> GIVEN TASK: Retype the items from their start through the line containing "0 41 125 229", including both ends, and leave the pictures out.

Detection examples
## BEGIN

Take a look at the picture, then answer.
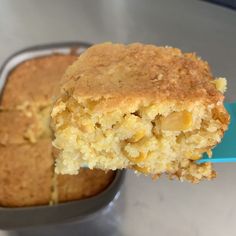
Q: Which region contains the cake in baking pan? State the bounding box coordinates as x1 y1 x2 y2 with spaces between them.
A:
51 43 229 183
0 54 114 207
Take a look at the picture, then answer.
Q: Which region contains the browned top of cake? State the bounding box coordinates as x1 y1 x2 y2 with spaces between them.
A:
63 43 223 103
1 54 77 108
0 55 114 207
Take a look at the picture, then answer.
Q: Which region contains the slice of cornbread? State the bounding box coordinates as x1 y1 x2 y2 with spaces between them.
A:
0 139 53 207
51 43 229 182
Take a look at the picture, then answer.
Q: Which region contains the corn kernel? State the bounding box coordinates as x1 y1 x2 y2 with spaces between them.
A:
160 111 192 131
213 78 227 93
126 131 145 143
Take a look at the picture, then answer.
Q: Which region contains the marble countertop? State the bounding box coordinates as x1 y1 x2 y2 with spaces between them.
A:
0 0 236 236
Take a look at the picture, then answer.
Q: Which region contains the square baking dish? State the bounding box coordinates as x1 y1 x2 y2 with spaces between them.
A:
0 42 125 230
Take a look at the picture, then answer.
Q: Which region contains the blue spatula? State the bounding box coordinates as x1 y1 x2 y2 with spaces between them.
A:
197 102 236 164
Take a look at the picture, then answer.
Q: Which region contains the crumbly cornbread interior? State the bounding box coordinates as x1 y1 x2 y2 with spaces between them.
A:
51 44 229 182
52 94 227 183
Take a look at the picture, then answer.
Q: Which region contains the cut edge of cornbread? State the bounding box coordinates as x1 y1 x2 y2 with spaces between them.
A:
52 93 229 182
51 43 229 182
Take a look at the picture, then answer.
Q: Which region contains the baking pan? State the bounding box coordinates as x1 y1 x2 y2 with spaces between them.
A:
0 42 125 230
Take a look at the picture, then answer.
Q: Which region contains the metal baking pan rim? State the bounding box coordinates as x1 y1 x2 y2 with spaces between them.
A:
0 41 125 229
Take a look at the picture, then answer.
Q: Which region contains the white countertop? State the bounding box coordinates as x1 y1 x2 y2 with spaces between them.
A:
0 0 236 236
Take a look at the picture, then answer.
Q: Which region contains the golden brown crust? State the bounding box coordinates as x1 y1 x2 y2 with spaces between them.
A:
0 110 37 145
0 55 114 207
0 139 53 207
62 43 223 106
1 54 77 109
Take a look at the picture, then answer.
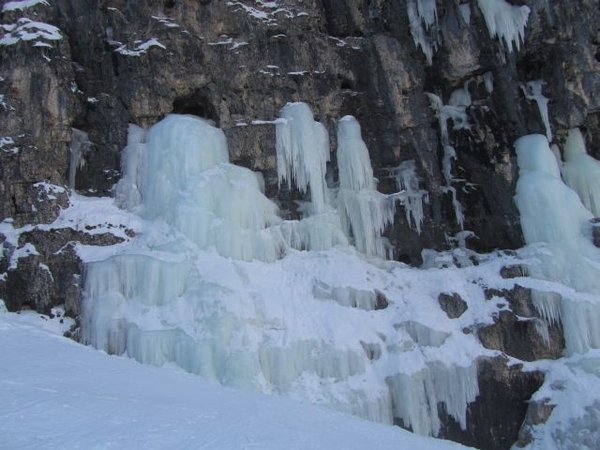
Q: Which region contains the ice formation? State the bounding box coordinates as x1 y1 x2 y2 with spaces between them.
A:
69 128 92 189
562 128 600 217
427 93 471 230
515 134 600 355
276 103 329 213
337 116 395 258
406 0 438 65
392 159 429 234
477 0 530 53
521 80 552 142
81 110 481 435
116 115 282 261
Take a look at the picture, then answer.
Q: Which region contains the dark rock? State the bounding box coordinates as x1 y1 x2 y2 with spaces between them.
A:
500 264 527 279
515 399 556 448
477 285 565 361
440 357 544 450
0 228 123 317
438 292 467 319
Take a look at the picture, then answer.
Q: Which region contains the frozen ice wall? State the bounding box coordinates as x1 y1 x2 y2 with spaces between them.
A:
562 128 600 217
276 103 329 213
116 114 282 261
337 116 395 258
515 135 600 354
81 110 482 442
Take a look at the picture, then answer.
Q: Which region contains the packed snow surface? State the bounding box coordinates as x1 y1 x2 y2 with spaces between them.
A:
0 310 472 450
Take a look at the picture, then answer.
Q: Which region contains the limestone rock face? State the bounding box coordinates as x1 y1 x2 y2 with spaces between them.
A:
0 0 600 449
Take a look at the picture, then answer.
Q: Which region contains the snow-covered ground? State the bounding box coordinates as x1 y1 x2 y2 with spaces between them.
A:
0 312 465 450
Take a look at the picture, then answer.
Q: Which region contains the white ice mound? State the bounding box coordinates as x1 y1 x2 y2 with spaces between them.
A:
337 116 395 258
81 110 482 435
276 103 329 213
562 128 600 217
515 134 592 243
116 114 282 261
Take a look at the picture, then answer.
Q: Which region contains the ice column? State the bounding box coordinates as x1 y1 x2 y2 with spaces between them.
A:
116 114 282 261
276 103 329 213
337 116 395 258
393 159 429 234
521 80 552 142
477 0 530 53
69 128 92 189
515 133 600 355
406 0 438 65
562 128 600 217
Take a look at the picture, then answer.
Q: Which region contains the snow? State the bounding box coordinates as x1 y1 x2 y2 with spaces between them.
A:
0 17 62 45
2 0 50 12
115 38 167 56
0 310 474 450
76 112 510 435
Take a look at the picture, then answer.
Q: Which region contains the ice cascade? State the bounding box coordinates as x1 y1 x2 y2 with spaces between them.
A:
116 115 282 261
337 116 395 258
515 134 600 355
81 110 480 442
477 0 530 53
562 128 600 217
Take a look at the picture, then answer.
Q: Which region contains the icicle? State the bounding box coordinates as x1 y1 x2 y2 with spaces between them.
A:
276 103 329 213
477 0 530 53
562 128 600 217
521 80 552 142
387 362 479 436
392 159 429 234
337 116 395 258
406 0 438 65
515 134 592 243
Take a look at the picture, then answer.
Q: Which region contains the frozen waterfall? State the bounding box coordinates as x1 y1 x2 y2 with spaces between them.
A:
515 134 600 354
562 128 600 217
81 109 481 435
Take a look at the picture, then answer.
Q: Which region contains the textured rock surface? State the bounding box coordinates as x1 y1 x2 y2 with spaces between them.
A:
478 284 565 361
443 357 544 450
0 0 600 448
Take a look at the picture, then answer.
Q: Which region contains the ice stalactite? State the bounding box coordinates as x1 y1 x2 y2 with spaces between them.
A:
276 103 329 214
477 0 530 53
427 93 471 230
406 0 439 65
387 363 479 436
81 109 480 435
515 134 600 355
521 80 552 142
337 116 395 258
116 115 283 261
392 159 429 234
562 128 600 217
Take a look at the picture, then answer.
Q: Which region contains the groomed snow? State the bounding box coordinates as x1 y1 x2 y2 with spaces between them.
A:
0 312 466 450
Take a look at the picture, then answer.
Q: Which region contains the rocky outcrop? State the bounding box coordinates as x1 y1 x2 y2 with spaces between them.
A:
0 0 600 448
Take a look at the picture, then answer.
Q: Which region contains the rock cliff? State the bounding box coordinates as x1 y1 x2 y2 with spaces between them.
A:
0 0 600 448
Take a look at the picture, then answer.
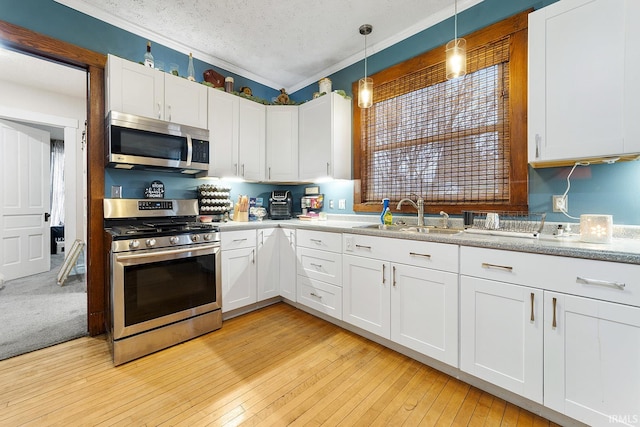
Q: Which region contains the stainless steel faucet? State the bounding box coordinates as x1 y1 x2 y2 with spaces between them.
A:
396 197 424 226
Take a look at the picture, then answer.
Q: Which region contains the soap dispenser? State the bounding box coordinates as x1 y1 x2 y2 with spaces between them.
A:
380 198 391 224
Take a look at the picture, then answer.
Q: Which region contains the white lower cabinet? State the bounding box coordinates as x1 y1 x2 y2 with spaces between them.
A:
221 230 257 313
460 274 543 403
278 228 297 301
342 255 391 339
295 230 342 320
544 292 640 426
256 228 280 301
391 264 458 367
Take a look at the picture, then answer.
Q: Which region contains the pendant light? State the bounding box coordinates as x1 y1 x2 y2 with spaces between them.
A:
446 0 467 80
358 24 373 108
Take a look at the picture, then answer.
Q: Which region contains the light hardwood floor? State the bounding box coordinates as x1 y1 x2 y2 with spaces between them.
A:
0 303 555 426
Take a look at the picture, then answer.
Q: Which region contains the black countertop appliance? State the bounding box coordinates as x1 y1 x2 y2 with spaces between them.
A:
269 190 293 219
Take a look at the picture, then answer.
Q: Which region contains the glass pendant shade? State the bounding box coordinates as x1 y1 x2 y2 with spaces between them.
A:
358 77 373 108
446 38 467 80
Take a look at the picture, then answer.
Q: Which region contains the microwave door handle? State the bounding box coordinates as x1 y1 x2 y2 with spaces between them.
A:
187 134 193 166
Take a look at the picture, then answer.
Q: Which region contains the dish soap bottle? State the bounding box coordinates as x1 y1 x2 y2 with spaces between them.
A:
144 42 153 68
384 208 393 225
380 198 389 224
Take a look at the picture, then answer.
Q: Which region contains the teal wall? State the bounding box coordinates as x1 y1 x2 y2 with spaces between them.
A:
6 0 640 225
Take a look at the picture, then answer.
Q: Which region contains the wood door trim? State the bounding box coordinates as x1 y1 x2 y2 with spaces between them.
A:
0 21 107 336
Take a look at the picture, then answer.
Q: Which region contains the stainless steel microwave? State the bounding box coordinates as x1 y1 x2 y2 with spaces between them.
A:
106 111 210 174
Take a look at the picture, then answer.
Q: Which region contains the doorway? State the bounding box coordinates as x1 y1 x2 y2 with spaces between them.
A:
0 49 88 359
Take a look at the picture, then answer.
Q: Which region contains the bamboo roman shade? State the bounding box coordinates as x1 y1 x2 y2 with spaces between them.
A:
360 37 510 205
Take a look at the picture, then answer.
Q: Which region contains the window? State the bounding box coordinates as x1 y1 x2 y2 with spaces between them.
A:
354 12 528 213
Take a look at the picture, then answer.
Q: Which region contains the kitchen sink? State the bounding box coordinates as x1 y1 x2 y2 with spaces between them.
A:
354 224 462 234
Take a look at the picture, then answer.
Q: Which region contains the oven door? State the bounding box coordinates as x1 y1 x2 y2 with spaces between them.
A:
111 244 222 339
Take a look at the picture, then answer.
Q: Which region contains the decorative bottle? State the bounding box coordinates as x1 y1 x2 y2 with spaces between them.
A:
144 42 153 68
187 53 196 82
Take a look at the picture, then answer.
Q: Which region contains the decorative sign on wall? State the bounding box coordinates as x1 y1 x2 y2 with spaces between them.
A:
144 181 164 199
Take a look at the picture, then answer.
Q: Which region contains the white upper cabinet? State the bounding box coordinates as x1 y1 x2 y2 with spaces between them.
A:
298 93 351 181
266 105 298 182
208 88 240 177
238 98 266 181
528 0 640 167
106 55 207 129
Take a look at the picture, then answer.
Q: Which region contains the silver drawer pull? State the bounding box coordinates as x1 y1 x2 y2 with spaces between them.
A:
482 262 513 271
576 276 626 290
409 252 431 258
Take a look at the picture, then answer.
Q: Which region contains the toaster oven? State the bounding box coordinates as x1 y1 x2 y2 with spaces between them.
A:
269 190 293 219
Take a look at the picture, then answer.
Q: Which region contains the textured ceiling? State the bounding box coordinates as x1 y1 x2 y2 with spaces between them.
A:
56 0 482 92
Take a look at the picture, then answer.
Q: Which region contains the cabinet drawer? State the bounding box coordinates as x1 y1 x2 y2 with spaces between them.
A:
298 247 342 286
297 276 342 320
298 230 342 252
343 234 458 273
220 230 256 251
460 246 640 306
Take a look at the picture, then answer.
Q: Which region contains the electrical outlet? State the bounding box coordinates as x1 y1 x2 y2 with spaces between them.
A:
551 195 569 212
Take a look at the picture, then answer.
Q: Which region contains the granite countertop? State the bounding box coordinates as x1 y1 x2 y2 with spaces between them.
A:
219 215 640 265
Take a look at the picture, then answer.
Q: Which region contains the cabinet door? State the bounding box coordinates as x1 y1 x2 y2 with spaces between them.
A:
460 276 543 403
164 73 207 129
544 292 640 425
391 264 458 367
267 105 298 182
278 228 297 301
342 255 391 339
107 55 165 120
257 228 280 301
207 88 240 177
238 99 266 181
222 247 256 313
528 0 624 162
298 95 333 180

## END

> TASK RESPONSE:
Take a look at the picture, then answer.
Q: Which region contains the cake in baking pan? State the bounding box coordinates as x1 y1 x2 y2 with spaces between them.
A:
51 43 229 183
0 54 114 207
Take a look at the picture, then answer.
Q: Which region contains the browned top of cake? State the bounding box coordinates as x1 y1 x2 y2 with spaces between them.
A:
63 43 223 103
1 54 77 108
0 55 114 207
Take a look at the picture, then answer.
Q: Which region contains the slice of cornbread? State the bounding box coordinates as x1 y1 x2 y2 with spaces between them.
A:
0 139 53 207
51 43 229 182
Take a look at the picture, then answer.
Q: Which region contains the corn kernel? State the bounding box coordinates as x1 y1 x2 y2 with spaces between them.
A:
160 111 192 131
213 78 227 93
126 131 145 143
Take a look at the picture, then answer.
Q: Which region contains the marble countertop? State the bounding box coordinates as x1 y1 x2 y2 with spaces between them.
A:
0 0 236 236
Take a look at the picture, then answer.
Q: Which region contains the square baking dish? State the bounding box coordinates as x1 y1 x2 y2 with spaces between them.
A:
0 42 125 230
Take a look at the picture, then answer.
Q: Which region contains the blue spatula? State the bounding box coordinates as x1 y1 x2 y2 with spaces between them.
A:
197 102 236 164
Take a look at the picture, then answer.
Q: Which region contains the crumbly cornbread interior? State the bounding box coordinates as x1 y1 x2 y2 with spaces between them.
A:
51 44 229 182
52 94 227 183
Take a look at the picture, then answer.
Q: Which region contains the cut edge of cornbread? State the bounding box coordinates as x1 y1 x2 y2 with spaces between them.
A:
52 93 229 182
51 43 229 182
Take a look at the picture, then answer.
Q: Which region contains the baking pan? State the bounding box coordinates as x1 y1 x2 y2 with spaces between them.
A:
0 42 125 230
Take a look at the picture, then answer.
Q: Which region contains the metal baking pan rim? State the bounding box coordinates as x1 y1 x2 y2 with spaces between them.
A:
0 41 125 229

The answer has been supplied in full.